WORK TO COMPLETE »
(a) Reproduce word for word the stretch of the essay on the Jerusalem demonstration from "You see, I first" through "its very development.".
(b) In the essay on the Jerusalem demonstration, what reason does the author give for the family leaving Israel after the first aliyah?

[[ TEXT UNDER STUDY open ]]

You see, I first made aliyah with my parents at the age of 10 in 1965. At that time, Israel was in its very early stages as an independent State. It was creating its foundations, not only in physical terms, but also in its visions of what it should aspire to be for all its citizens, knowing that it would face a war for its very existence in a short space of time.
For me, the land rose up through my feet and planted in me a spirit of Zionism that encapsulated the moral standing of Judaism of democracy, equality and human rights that so empowered its very development.
My parents’ aliyah was unsuccessful – it was a most difficult period in Israel at that time – and we left. I remember standing with my late younger brother looking out over the bay of Haifa on the night before we left and promising myself that I would return to my Zionist homeland one day.
It took me just over 40 years to do so, when in 2007, together with with my beloved Janine, we made aliyah. In my heart I still held on to the Zionist vision that had become well founded in the now well developed State. Israel was not perfect, but any of its problems were our problems and we had the right as a sovereign entity to put them right and be a paradigm for the world. This was the dream.
But this dream has been interrupted with images that wake you up in the night in a sweat. These images are of a government destined to change the very nature of Israeli society, to undermine the very bases of our foundations. Instead of being a paradigm we have become a fragmented society, torn in two by a leadership anathema to our very belief structure.
Where does Judaism call for the type of behaviour espoused by these people? Nowhere, or at least not in the Judaism I know and in which I was educated.
My Judaism calls for, no, demands the highest moral standing, of caring for one’s fellow human beings and pursuing the greatest ethical standards. We aspire to Rabbi Akiva’s teaching: “Love your fellow human.”
Where is the love of their fellow humans from Rotman, Smotrich and Ben Gvir, with whom Netanyahu has established a government of ill repute, of individuals who in any other country would be members of the ultra right wing parties against whom we would be duty bound to fight.
And so, I demonstrate against them and their ilk, as I fought against the National Front and their like in the UK and demonstrated against Enoch Powell and his racist commentary when he was a member of the UK government.
Now let me return to the demonstration in Jerusalem yesterday.
As the news of the vote in the Knesset came through on loudspeakers people were stunned into silence. There was disbelief that this is where our country now stands: on the verge of a downward spiral to becoming a less than democratic State. People cried, from the very young to the very old.
You may think this an overreaction but you forget a number of things.
The people who cried are not just anybody one meets in one’s lifetime.
They are those who have lost loved ones in the defense of this country, and now believe that the loss of their beloved was in vain; they are the descendants of those who went through the gates of hell, came out the other side and raised families in our beloved land; they are those who came out of the mellahs of North Africa; those who walked through Sudan until they were airlifted to Israel on Israeli planes flown by Israeli pilots; they are those who fulfilled their desire to return to their ancient homeland on the “wings of Eagles” as prophesied in our writings of old; and they are those born here, in our land, to parents who have seen many wars and prayed for the day when their children will not have to go to war, and yet are prepared to let them; and they are those who came to this country of their own free will to live here in hope of a better life, not necessarily materially, but qualitatively; and they are those tall strong men and women, with rugged expressions on their faces, who have seen the hardest of battles, our “Brothers and Sisters in Arms”.
All of them cried unabashedly and without shame.
Their dreams have been dashed and returning to those dreams will take some time. But return we shall, because this fight is not over.
We shall keep up this justified peaceful “uprising” for as long as it takes, so that once again we can fall asleep in peace and quietude and renew the dream.

[[ TEXT UNDER STUDY closed ]]
[[ THE DATA open ]]

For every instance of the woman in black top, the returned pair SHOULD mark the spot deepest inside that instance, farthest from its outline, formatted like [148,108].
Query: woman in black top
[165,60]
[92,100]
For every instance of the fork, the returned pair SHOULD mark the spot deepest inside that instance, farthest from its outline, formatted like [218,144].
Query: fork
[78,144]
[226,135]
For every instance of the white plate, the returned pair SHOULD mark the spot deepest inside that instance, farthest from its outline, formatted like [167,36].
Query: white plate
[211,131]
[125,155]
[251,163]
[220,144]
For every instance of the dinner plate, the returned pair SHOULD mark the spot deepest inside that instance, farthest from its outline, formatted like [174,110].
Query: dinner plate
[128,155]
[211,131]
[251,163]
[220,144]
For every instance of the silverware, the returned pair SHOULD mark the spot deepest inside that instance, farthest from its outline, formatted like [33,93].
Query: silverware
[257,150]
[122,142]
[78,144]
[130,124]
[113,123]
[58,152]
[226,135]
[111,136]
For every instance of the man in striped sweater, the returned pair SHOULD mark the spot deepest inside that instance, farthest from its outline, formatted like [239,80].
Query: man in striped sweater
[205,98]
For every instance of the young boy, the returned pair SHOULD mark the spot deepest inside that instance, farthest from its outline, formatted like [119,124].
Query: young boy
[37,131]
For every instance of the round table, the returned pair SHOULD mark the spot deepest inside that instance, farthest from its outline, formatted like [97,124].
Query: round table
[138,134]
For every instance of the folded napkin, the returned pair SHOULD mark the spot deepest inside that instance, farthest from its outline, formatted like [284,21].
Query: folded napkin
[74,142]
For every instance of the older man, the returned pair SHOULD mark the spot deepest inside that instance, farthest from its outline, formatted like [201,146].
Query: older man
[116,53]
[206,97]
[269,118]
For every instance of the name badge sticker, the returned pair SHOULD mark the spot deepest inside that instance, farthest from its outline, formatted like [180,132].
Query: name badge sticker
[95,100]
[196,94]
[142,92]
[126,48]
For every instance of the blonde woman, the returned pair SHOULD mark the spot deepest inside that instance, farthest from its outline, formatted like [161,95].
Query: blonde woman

[[ THE DATA closed ]]

EXPECTED RESPONSES »
(a)
You see, I first made aliyah with my parents at the age of 10 in 1965. At that time, Israel was in its very early stages as an independent State. It was creating its foundations, not only in physical terms, but also in its visions of what it should aspire to be for all its citizens, knowing that it would face a war for its very existence in a short space of time.
For me, the land rose up through my feet and planted in me a spirit of Zionism that encapsulated the moral standing of Judaism of democracy, equality and human rights that so empowered its very development.

(b) The author says the parents' aliyah was unsuccessful because it was a most difficult period in Israel at that time, and so the family left.